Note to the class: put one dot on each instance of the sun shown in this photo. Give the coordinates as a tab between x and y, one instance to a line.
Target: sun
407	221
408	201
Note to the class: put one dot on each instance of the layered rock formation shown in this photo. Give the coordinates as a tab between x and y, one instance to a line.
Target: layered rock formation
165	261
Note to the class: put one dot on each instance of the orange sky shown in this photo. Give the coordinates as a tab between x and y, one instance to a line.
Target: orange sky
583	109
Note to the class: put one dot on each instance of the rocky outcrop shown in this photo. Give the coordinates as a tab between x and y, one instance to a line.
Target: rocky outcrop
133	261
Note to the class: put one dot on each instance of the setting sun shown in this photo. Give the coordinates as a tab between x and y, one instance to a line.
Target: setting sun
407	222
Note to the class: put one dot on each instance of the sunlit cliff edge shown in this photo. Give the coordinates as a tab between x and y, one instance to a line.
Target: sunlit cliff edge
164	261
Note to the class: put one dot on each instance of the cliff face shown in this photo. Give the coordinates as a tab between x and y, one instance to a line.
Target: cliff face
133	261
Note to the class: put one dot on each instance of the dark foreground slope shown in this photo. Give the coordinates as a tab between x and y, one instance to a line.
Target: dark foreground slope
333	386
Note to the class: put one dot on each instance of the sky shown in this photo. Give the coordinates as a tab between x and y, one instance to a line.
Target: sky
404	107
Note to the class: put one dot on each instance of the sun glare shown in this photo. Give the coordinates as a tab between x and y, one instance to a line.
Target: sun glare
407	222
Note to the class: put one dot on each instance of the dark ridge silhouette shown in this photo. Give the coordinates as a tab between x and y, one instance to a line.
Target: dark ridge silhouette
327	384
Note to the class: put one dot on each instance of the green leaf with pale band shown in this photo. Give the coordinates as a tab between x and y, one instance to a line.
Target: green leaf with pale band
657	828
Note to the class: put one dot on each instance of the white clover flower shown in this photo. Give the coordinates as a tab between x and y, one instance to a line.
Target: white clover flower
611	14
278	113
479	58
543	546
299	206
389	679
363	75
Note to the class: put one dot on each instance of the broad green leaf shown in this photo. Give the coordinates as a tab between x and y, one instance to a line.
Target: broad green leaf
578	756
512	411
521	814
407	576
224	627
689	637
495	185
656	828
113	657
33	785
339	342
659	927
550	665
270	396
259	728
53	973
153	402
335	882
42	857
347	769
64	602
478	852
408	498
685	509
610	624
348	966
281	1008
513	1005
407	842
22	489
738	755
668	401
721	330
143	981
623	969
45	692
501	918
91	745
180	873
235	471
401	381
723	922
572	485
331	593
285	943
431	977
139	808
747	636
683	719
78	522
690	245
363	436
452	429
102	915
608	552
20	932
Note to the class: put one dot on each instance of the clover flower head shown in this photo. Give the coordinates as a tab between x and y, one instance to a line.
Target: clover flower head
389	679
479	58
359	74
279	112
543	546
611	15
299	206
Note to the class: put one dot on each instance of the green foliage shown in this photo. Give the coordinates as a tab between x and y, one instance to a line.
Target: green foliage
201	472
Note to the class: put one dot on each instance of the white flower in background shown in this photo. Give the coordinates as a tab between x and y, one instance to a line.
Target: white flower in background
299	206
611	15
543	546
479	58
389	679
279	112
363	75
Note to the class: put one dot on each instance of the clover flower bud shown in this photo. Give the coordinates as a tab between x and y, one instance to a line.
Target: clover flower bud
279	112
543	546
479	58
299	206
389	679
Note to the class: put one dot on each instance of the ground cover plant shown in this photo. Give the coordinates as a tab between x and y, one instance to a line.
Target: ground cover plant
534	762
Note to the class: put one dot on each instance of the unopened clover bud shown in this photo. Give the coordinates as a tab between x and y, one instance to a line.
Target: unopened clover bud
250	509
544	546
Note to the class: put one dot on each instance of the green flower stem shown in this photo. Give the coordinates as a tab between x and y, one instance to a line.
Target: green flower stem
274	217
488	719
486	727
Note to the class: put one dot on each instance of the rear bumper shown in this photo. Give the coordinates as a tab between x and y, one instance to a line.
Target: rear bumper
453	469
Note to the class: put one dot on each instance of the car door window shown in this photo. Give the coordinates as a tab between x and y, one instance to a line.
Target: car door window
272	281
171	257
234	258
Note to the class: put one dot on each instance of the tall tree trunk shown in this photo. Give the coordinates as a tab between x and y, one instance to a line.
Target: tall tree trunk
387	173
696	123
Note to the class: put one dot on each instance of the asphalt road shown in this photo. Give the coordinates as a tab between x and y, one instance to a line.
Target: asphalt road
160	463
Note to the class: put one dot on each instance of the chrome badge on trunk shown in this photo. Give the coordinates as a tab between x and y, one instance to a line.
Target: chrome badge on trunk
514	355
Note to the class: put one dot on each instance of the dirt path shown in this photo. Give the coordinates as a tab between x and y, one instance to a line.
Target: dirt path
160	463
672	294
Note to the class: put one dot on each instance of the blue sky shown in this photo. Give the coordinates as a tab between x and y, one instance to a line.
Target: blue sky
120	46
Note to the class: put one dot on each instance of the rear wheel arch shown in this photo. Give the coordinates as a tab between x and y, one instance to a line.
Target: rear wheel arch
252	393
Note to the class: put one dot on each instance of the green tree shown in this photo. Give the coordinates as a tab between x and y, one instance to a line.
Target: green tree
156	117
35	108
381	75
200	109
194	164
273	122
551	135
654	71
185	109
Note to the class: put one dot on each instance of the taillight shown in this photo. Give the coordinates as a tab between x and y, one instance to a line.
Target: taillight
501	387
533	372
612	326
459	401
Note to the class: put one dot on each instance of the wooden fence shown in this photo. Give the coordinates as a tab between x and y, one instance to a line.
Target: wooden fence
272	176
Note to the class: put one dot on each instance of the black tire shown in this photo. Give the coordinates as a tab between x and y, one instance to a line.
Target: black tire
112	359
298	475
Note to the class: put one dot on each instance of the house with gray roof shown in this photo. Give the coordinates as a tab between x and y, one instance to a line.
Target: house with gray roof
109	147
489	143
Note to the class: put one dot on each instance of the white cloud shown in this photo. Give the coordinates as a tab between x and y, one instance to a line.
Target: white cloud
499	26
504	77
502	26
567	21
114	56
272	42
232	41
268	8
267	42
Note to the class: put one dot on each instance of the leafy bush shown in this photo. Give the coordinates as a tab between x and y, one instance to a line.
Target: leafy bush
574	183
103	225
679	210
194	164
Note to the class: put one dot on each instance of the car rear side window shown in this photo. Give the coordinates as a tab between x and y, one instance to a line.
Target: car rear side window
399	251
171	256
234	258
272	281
· · · ·
> [Work to complete]:
Could you restate all of the lines above without altering a single word?

> [Response area]:
Note to the class: put one dot on each instance of the sun shown in this photo. Give the coordinates as a tab between x and y, one instance to a line.
Target: sun
407	221
408	201
Note to the class: put one dot on each instance of the layered rock formation shown in this photo. Give the coordinates as a tab between x and y, one instance to a line.
Target: layered rock formation
165	261
Note to the class: put one dot on each instance of the orange sky shown in this photo. Give the coordinates as a tab between x and y, one instance to a line.
Target: orange sky
583	109
Note to the class: put one dot on each instance of the rocky outcrop shown in this photo. Give the coordinates as a tab between x and y, one instance to a line.
Target: rocky outcrop
133	261
Note to the class: put one dot on each instance of the setting sun shown in this photo. Give the coordinates as a tab between x and y, one instance to a line.
Target: setting sun
407	222
Note to the class: put one dot on each instance of the sunlit cliff edge shown in this photo. Give the coordinates as a tab between x and y, one instance to a line.
Target: sunlit cliff edge
164	261
Note to the class: put one dot on each instance of the cliff face shown in this photo. Give the coordinates as a tab between x and y, one instance to a line.
Target: cliff face
133	261
Note to the class: put one dot on each instance of the dark foreground slope shown in this photo. Give the coordinates as a tab between x and y, one instance to a line.
Target: dark foreground slope
333	386
Note to the class: put one dot on each instance of the sky shown in this photo. Give the coordinates as a tab between x and y, one instance to a line.
Target: sky
404	107
Note to the class: put one dot on each instance of the sun glare shown in this photo. Give the coordinates as a tab between x and y, one instance to a line.
Target: sun glare
407	222
Note to the class: put one dot on each instance of the dark ridge silhouette shown in this photo. Give the coordinates as a tab between x and y, one instance to a line.
Target: dark ridge silhouette
327	384
Note to the class: put one dot on each instance of the green leaf with pale band shown in this photo. Give the coordinates as a tab between x and y, one instance to a line.
Target: green leaf with pale band
657	828
Note to the class: put one dot on each instance of the white clover flower shown in this photo. Give the coordinates as a tab between x and y, one instance to a line.
Target: white clover flower
611	14
278	113
479	58
543	546
299	206
389	679
363	75
Note to the class: put one dot on each instance of the broad green leaf shown in this photo. Give the coordinates as a tab between x and y, one instance to a line.
Target: broad green leaf
578	756
512	411
521	814
407	576
224	627
689	637
495	185
656	828
113	657
33	785
339	342
659	927
550	665
270	396
259	728
53	973
153	402
335	882
42	857
347	769
64	602
478	852
408	498
685	509
610	624
348	966
281	1008
513	1005
407	842
22	489
738	755
668	401
721	330
143	981
623	969
45	692
501	918
91	745
180	873
235	471
401	381
723	922
572	485
331	593
285	943
431	977
139	808
747	636
683	719
78	522
690	245
363	436
452	429
102	915
608	552
20	932
Note to the class: put one dot on each instance of the clover flower head shown in this photo. Give the coordinates as a tab between x and y, one instance to a line.
Target: clover flower head
389	679
479	58
359	74
279	112
543	546
611	15
299	206
Note to the class: put one dot on each instance of the green foliage shown in this photo. Give the coordinates as a tab between x and y, one instance to a line.
Target: green foliage
201	472
Note to the class: put one dot on each instance of the white flower in background shown in this photo. Give the coordinates as a tab between x and y, one instance to a line.
Target: white flower in background
299	206
611	15
543	546
479	58
389	679
279	112
363	75
Note to the class: put one dot on each instance of the clover flower bud shown in this photo. Give the coordinates as a tab between x and y, one instance to a line.
Target: clover flower bud
279	112
543	546
479	58
299	206
389	679
Note to the class: put one dot on each instance of the ground cover plant shown in this photo. Give the coordinates as a tab between x and y, one instance to a line.
Target: ground cover plant
534	762
Note to the class: put one dot on each instance of the unopened clover bud shown in this photo. Give the coordinates as a tab between x and y, one instance to a line.
Target: unopened clover bud
250	509
544	546
Note to the class: put one dot on each instance of the green flower stem shown in this photo. Give the coordinates as a tab between x and y, one instance to a line.
Target: green flower stem
274	217
488	719
486	727
Note to the class: put one dot on each instance of the rear bumper shown in this photo. Give the coordinates as a tab between x and y, one instance to a line.
Target: rear bumper
453	469
Note to the class: put one dot on each instance of the car door window shown in this photo. Give the coordinates as a tab between x and y, one instance to a line.
Target: car door window
272	281
171	257
234	258
Note to the class: put one dot on each instance of the tall tree trunk shown in this photo. Give the coordinates as a tab between x and y, one instance to a line.
Target: tall tree trunk
387	173
696	123
Note to the class: put one dot on each instance of the asphalt road shown in this photo. Give the coordinates as a tab between x and y, one instance to a line.
Target: asphalt road
160	463
Note to the class: put one dot on each instance of the chrome badge on trunk shown in this photo. Give the coordinates as a tab between x and y, one instance to a line.
Target: chrome badge on trunk
514	355
Note to the class: put one dot on each instance of the dirt path shown in this photo. Give the coordinates as a tab between x and y, one instance to a line.
Target: dirt path
160	463
672	294
Note to the class: put one dot on each instance of the blue sky shown in this photo. Give the coordinates as a tab between x and y, one instance to a line.
Target: blue sky
120	46
Note to the class: put one dot on each instance of the rear wheel arch shown in this photo. Give the coordinates as a tab between x and y, one instance to a line.
Target: rear wheel arch
252	393
Note to the class: put one dot on each instance of the green tree shown in this photo. Give the coordinates as a tab between x and y, one instance to a line.
Target: green tree
156	117
35	108
381	75
200	109
194	164
273	122
551	135
654	71
185	109
Note to the class: put one dot on each instance of the taillight shown in this photo. Give the coordinates as a tab between x and y, one instance to a line.
Target: taillight
501	387
533	372
612	326
459	401
Note to the class: put one dot on each instance of the wooden fence shown in this photo. Give the coordinates as a tab between x and y, one instance to a line.
Target: wooden fence
272	176
Note to the class: put one dot on each instance of the black tire shown in this photo. Give the coordinates as a tab between x and y, one instance to a line.
Target: black tire
112	359
298	475
Note to the class: put one dot on each instance of the house with gray roof shown in this photo. Give the coordinates as a tab between x and y, one instance to a line.
Target: house with gray roof
109	147
489	143
Note to the class: put one dot on each instance of the white cloud shown in this photo. Give the coordinates as a tab between x and y, one instance to a line.
Target: white cloud
499	26
504	77
502	26
567	21
114	56
272	42
232	41
268	8
267	42
Note to the class: put one dot on each instance of the leafy bush shown in this photo. Give the coordinates as a tab between x and y, one instance to a line.
Target: leafy bush
574	183
103	225
679	210
194	164
Note to the class: put one dot on each instance of the car rear side window shown in this photo. Give the coordinates as a tab between x and y, one instance to a line.
Target: car rear side window
399	251
171	256
234	258
272	281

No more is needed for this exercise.